## START Information supplied

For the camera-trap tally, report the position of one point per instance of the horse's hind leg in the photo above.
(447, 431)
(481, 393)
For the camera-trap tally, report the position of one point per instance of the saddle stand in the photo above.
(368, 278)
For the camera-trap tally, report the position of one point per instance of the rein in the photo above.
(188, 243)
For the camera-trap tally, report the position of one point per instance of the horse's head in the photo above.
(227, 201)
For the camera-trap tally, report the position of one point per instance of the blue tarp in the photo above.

## END Information supplied

* _Short task_: Write out all of the data above again, line for line, with nothing changed.

* _Exercise output_:
For the camera-trap tally, report the position of one point per instance of the horse's hind leg in the photo above.
(447, 431)
(481, 393)
For the camera-trap tally, report the position of one point per instance of the saddle stand in the photo above.
(368, 278)
For the camera-trap tally, report the position of one point per instance of the rein in the photo above.
(188, 243)
For the camera-trap tally, report the position of one point per instance of the horse's head in the photo above.
(227, 201)
For the camera-trap tally, report the position of one point per instance of the blue tarp in the photo above.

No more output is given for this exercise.